PROVIDED RECORDS:

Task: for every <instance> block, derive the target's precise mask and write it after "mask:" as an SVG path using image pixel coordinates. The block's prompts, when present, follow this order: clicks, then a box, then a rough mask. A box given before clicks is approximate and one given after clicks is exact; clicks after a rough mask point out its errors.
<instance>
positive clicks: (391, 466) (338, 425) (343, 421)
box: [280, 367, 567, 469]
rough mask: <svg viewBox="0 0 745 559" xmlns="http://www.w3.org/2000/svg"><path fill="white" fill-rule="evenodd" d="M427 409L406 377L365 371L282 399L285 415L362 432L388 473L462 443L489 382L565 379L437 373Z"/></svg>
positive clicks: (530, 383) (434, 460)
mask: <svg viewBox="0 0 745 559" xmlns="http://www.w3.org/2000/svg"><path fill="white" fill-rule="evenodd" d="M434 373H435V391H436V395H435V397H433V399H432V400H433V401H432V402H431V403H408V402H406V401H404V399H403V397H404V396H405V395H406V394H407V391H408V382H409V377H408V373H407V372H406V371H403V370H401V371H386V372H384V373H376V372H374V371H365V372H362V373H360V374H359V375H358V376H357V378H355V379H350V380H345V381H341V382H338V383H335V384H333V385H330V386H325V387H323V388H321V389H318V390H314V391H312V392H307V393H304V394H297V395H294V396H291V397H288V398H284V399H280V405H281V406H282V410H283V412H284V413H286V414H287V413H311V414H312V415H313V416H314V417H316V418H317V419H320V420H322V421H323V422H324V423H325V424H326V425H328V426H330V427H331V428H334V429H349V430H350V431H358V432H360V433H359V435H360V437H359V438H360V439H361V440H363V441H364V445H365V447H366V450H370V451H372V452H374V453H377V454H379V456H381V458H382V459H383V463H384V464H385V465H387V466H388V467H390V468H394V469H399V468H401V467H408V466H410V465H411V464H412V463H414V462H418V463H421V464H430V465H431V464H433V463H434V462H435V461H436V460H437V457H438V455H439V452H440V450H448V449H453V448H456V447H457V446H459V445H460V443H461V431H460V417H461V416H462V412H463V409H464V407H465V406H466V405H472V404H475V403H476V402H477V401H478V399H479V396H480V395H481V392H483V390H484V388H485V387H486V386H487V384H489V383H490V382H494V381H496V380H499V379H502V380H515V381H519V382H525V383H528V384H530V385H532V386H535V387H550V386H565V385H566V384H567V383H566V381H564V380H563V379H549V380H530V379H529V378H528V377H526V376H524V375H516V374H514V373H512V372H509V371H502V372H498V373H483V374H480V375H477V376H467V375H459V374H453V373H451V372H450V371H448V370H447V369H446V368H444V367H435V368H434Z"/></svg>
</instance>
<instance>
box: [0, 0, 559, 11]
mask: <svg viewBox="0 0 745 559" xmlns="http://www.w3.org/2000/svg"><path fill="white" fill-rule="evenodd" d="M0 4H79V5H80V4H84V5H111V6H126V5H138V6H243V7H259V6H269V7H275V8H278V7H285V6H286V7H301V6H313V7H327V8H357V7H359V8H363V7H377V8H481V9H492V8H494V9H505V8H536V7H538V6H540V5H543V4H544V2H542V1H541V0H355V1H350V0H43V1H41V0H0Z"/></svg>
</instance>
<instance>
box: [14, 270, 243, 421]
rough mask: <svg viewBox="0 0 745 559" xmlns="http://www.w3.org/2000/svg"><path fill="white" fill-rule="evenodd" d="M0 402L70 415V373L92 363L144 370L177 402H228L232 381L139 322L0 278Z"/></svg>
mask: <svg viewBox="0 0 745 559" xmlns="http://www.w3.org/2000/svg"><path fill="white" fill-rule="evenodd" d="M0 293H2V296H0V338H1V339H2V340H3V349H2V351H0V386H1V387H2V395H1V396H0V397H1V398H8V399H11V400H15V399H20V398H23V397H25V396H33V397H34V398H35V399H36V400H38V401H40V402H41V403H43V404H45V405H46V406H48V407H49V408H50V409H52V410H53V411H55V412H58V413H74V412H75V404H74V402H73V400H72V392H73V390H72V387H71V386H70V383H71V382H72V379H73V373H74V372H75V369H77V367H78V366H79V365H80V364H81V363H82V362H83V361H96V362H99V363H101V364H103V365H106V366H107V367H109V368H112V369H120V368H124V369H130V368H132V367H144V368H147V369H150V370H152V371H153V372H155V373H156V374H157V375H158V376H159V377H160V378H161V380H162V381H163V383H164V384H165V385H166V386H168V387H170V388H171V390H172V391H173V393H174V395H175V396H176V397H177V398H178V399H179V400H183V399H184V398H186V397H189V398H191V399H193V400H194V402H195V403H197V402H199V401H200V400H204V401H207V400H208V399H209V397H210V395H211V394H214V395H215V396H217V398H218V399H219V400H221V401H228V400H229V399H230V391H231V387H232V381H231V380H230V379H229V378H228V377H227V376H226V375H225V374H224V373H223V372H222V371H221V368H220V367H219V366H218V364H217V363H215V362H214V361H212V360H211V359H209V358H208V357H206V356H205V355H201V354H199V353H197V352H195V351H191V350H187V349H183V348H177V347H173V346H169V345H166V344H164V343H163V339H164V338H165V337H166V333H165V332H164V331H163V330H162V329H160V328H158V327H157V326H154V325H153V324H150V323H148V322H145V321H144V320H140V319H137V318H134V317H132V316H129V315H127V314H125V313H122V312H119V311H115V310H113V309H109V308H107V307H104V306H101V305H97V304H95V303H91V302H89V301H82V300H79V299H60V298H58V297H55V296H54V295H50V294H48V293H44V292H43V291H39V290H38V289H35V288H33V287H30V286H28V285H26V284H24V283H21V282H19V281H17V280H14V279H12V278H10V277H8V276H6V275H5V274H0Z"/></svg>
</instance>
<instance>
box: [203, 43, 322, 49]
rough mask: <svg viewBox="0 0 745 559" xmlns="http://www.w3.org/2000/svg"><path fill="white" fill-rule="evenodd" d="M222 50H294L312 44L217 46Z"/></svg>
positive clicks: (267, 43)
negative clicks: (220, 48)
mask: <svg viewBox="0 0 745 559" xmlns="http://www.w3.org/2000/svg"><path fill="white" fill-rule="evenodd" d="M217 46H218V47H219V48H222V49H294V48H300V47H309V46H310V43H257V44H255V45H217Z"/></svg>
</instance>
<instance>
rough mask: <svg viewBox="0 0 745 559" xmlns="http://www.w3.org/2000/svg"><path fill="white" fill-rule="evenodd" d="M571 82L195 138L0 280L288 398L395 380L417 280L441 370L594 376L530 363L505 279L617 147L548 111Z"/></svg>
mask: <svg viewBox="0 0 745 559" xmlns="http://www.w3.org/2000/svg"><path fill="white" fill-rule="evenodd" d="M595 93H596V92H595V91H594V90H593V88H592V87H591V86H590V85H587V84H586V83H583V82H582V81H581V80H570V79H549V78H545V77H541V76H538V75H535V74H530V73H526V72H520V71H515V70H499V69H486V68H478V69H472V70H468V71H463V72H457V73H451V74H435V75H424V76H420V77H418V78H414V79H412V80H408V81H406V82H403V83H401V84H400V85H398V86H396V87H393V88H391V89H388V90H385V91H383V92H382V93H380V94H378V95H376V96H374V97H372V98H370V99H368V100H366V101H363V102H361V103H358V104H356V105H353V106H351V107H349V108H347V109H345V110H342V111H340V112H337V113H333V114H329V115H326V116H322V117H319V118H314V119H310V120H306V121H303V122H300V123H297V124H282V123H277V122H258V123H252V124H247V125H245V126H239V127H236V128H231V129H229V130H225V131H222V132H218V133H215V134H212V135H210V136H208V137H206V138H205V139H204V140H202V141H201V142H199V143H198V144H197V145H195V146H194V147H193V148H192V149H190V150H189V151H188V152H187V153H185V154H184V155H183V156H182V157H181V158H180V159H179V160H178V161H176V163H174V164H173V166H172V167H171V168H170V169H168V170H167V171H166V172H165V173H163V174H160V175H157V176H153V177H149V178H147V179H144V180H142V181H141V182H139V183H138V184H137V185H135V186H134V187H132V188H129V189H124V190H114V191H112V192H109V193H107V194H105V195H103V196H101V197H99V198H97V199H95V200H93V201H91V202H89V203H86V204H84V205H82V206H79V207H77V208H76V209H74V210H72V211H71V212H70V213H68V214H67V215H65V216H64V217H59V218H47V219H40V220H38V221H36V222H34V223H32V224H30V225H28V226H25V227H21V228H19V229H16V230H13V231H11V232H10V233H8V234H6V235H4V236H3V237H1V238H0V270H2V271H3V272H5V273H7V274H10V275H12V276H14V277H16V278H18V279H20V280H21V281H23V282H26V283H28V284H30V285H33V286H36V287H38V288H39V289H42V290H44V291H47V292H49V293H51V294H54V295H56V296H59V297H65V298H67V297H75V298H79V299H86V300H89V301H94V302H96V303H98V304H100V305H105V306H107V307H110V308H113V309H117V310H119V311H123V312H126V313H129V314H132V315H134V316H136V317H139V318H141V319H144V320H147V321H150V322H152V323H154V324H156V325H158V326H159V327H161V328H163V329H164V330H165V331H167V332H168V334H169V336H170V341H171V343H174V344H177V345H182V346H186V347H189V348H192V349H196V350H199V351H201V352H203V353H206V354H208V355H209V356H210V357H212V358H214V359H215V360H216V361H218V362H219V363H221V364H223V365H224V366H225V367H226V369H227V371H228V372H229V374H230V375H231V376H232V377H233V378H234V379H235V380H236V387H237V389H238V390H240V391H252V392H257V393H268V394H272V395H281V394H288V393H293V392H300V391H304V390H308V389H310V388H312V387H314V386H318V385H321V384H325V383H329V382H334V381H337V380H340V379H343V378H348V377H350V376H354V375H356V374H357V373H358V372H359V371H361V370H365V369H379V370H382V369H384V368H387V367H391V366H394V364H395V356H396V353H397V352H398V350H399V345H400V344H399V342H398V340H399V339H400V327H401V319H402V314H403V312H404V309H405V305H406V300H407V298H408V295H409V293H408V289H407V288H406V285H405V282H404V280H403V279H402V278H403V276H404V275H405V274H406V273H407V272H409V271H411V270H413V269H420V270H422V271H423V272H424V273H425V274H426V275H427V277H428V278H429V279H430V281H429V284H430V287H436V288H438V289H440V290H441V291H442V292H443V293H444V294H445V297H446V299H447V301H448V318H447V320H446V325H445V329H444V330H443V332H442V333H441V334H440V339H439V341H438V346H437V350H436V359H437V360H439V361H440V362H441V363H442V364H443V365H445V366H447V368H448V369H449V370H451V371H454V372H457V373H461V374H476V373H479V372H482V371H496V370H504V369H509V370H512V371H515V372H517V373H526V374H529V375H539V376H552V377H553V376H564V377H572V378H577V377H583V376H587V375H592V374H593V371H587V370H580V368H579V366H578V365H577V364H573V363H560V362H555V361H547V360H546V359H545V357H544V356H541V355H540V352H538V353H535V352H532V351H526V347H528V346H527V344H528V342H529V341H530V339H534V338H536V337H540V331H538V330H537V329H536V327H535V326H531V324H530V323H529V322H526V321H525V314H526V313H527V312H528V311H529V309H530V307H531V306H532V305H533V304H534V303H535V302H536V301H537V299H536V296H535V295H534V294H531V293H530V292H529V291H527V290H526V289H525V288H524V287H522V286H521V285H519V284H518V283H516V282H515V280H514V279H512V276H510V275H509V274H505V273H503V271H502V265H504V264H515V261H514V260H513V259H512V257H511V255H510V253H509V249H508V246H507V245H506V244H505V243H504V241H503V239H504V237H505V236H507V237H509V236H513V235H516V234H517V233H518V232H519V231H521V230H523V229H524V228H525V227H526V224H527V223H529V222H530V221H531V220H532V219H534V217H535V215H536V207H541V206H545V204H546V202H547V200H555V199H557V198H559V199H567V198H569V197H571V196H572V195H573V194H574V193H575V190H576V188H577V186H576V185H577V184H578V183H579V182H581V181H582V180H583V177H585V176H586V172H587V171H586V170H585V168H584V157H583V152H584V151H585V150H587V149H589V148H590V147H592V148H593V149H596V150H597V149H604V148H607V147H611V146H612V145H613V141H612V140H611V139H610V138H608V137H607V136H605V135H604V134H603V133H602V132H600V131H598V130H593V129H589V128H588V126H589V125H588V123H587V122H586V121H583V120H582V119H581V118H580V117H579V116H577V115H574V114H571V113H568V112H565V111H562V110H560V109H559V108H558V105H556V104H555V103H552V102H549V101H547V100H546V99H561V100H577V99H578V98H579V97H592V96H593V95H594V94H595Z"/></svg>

REQUIREMENT:
Please reproduce, exactly as written, the lines of the records from the first line through the one containing "409L406 377L365 371L282".

OUTPUT FOR THIS TASK:
Task: for every <instance> block, derive the target's precise mask and write it after "mask:" as an SVG path using image pixel coordinates. The block's prompts, when present, follow this order: clicks, then a box, then a rough mask. A box given before clicks is approximate and one given after clicks is exact; clicks after a rough mask point out its errors.
<instance>
positive clicks: (391, 466) (338, 425) (343, 421)
box: [280, 367, 567, 469]
rough mask: <svg viewBox="0 0 745 559" xmlns="http://www.w3.org/2000/svg"><path fill="white" fill-rule="evenodd" d="M427 409L406 377L365 371L282 399L285 415L362 432L388 473L462 443L489 382L565 379L437 373Z"/></svg>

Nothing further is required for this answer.